Output the data below in full, byte for byte. Nothing may differ.

■ Raw records
------------------------------

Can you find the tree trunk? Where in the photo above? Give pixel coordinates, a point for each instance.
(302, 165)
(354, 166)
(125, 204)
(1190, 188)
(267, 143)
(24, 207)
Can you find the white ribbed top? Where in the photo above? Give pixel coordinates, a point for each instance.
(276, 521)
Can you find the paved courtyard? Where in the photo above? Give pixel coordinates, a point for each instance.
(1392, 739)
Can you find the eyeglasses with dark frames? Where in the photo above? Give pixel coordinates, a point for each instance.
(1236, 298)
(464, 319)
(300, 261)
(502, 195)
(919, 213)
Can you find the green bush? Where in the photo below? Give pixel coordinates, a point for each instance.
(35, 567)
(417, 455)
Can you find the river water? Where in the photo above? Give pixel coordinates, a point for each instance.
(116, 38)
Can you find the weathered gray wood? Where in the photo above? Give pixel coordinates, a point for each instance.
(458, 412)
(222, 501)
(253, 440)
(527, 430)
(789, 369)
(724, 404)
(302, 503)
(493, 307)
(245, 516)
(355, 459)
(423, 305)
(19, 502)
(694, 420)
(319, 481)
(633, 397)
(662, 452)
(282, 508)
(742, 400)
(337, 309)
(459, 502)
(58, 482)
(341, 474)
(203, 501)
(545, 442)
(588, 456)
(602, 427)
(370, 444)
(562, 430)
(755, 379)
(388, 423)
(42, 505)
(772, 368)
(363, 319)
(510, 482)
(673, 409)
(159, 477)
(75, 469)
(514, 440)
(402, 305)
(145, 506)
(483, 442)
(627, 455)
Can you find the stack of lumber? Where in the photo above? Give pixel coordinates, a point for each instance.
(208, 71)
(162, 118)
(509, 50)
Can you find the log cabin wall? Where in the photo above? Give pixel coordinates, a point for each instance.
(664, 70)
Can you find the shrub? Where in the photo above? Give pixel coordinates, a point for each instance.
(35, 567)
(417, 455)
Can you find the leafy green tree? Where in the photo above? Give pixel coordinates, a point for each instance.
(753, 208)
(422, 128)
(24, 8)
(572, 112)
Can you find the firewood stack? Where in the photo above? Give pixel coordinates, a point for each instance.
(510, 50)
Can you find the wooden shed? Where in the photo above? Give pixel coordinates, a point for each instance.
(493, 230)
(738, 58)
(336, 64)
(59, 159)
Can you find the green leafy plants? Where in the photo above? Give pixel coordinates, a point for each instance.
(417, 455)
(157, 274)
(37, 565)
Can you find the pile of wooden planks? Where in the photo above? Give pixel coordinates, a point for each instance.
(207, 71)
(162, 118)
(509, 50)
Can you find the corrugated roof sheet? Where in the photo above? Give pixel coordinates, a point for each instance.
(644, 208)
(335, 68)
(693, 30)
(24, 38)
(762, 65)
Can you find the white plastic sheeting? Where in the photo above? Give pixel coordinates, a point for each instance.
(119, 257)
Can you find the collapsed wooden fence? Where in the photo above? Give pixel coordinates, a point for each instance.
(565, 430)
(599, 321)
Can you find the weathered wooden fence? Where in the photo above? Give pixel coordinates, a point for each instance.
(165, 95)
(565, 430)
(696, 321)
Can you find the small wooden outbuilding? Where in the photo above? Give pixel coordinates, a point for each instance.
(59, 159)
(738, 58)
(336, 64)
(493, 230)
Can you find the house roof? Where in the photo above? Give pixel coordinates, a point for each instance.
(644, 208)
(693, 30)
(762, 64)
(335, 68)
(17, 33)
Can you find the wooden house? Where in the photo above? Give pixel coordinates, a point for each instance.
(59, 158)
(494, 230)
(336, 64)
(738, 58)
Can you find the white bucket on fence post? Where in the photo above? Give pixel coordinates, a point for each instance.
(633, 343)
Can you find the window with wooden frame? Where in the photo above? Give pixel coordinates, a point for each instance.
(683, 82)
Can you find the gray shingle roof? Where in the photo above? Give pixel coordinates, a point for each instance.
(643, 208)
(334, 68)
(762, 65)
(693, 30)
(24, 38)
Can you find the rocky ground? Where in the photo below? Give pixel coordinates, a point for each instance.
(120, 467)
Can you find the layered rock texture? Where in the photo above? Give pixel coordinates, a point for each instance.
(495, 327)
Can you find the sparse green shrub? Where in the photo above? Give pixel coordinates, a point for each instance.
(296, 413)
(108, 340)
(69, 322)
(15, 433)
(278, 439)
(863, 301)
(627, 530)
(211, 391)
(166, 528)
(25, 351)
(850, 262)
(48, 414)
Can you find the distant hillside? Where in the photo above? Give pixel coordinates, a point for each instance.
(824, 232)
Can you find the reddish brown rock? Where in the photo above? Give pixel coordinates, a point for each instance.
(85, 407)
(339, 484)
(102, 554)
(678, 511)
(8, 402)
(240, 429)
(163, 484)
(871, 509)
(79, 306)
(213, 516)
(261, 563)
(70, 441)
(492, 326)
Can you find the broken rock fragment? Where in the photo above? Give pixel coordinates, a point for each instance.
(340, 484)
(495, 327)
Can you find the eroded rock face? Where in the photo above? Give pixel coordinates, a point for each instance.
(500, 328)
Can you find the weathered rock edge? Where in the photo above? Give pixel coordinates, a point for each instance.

------------------------------

■ Solution to this exercise
Can you find the tree trunk? Where in the photo above? Give pixel coordinates, a point for each instance.
(302, 165)
(354, 166)
(125, 204)
(1190, 188)
(267, 143)
(24, 207)
Can you find the white ribbed top? Where in the photo above? Give pixel coordinates, a point for each instance.
(276, 521)
Can you find the paved courtyard? Where in the photo above? Give pixel coordinates, a point for each instance.
(1392, 739)
Can you find the eyeglasses with dark frames? Where in the photo above? Give pixel coordinates, a point for each instance.
(1236, 298)
(464, 319)
(300, 261)
(502, 195)
(919, 213)
Can you find the green bush? Where in the photo below? Give pixel coordinates, a point for each instance.
(35, 567)
(417, 455)
Can you find the river water? Where in the photo above? Give pixel coordinates, a point for each instance.
(116, 38)
Can you find the weathered gray wood? Where in the photo above? Give pixel coordinates, a point for each instance.
(458, 412)
(222, 501)
(253, 440)
(527, 430)
(789, 369)
(724, 404)
(302, 503)
(493, 307)
(245, 516)
(355, 459)
(423, 305)
(19, 502)
(694, 420)
(319, 481)
(633, 397)
(662, 452)
(282, 508)
(742, 400)
(337, 309)
(459, 502)
(58, 482)
(341, 474)
(203, 501)
(545, 442)
(588, 456)
(602, 427)
(370, 444)
(562, 430)
(755, 379)
(388, 423)
(42, 505)
(772, 368)
(363, 319)
(510, 482)
(673, 409)
(159, 477)
(75, 469)
(514, 440)
(402, 305)
(145, 506)
(483, 442)
(627, 455)
Can you find the stack of lumber? Where in the photo above? Give pixel coordinates, a point for each instance.
(208, 71)
(162, 118)
(509, 50)
Can you find the log cabin wall? Where in the photo above? Give pixel coordinates, a point for each instance.
(664, 70)
Can you find the shrub? Where in the photo above? Give pixel coordinates, a point for each instance.
(35, 567)
(417, 455)
Can you find the leafy green tree? Where in the photo above? Give pixel coordinates, a point for each instance.
(753, 208)
(422, 128)
(24, 8)
(572, 112)
Can you find the firewood stack? Where in the photo above? Give pixel coordinates, a point for each instance.
(510, 50)
Can you find the wooden shed? Where in the photo above? Give pixel coordinates, a point for each instance.
(493, 230)
(738, 58)
(336, 64)
(59, 159)
Can you find the green leafy plants? Where in the photo above? Give pixel coordinates, a point for each instance.
(417, 455)
(157, 274)
(37, 565)
Can you find the pile of wooden planks? Where in the photo above? Give pixel coordinates, a point for each instance.
(207, 71)
(162, 118)
(509, 50)
Can you find the corrugated roof sheet? Where in the photo above? Give pixel coordinates, a point for each instance.
(644, 208)
(335, 68)
(693, 30)
(24, 38)
(762, 65)
Can you find the white plastic sheeting? Where in the photo above? Give pixel coordinates, a point for each instance.
(119, 257)
Can you find the collapsed wooden fence? Where in the photo above? Give pixel coordinates, a point for each instance.
(565, 430)
(599, 321)
Can you find the weathered wooden fence? Where in the photo above? Give pixel coordinates, a point for each instance.
(165, 95)
(565, 430)
(696, 321)
Can you find the small wooden outbuilding? Where in the photo above? Give pixel coordinates, a point for each instance.
(59, 159)
(738, 58)
(336, 64)
(493, 230)
Can you find the house roof? Where in the photo above? Give pixel coordinates, a point for each instance.
(644, 208)
(693, 30)
(762, 64)
(335, 68)
(17, 33)
Can you find the wooden house? Where in the photo above? Give pixel coordinates, a point for each instance.
(59, 158)
(494, 230)
(336, 64)
(738, 58)
Can you find the white bucket on fence post? Where in the photo above? Give pixel coordinates, a point for each instance.
(633, 343)
Can you find the window with wooden frame? Where in the photo above? Give pixel coordinates, a point for each instance.
(683, 82)
Can you find the gray shingle roof? Where in the photo above? Give pixel coordinates, a point for each instance.
(643, 208)
(334, 68)
(762, 65)
(693, 30)
(24, 38)
Can you find the rocky ground? Where in the photo below? Give pixel coordinates, a point for each instance.
(120, 467)
Can you find the layered rock texture? Where in the photo above? Give pixel coordinates, a point for each instance.
(495, 327)
Can you find the sparse green shrub? Where in the photo above? Give pixel coordinates, a point for each instance.
(296, 413)
(108, 340)
(69, 322)
(15, 433)
(278, 439)
(863, 301)
(627, 530)
(211, 391)
(166, 528)
(25, 351)
(850, 262)
(48, 414)
Can you find the distant hillside? Where in the photo above? Give pixel coordinates, a point for each instance.
(824, 232)
Can you find the reddish brown rock? Where in the photo above? Give pixel coordinates, a point for each instance.
(85, 407)
(339, 484)
(102, 554)
(678, 511)
(8, 402)
(240, 429)
(163, 484)
(871, 509)
(79, 306)
(213, 516)
(261, 563)
(70, 441)
(492, 326)
Can you find the broken rock fragment? Where in the photo above? Give pixel coordinates, a point for each instance.
(340, 484)
(495, 327)
Can you find the eroded rock face? Where in the photo above? Give pixel coordinates, a point for each instance.
(500, 328)
Can you find the weathered rock edge? Where in the photo above? Give pixel coordinates, a point for each instance.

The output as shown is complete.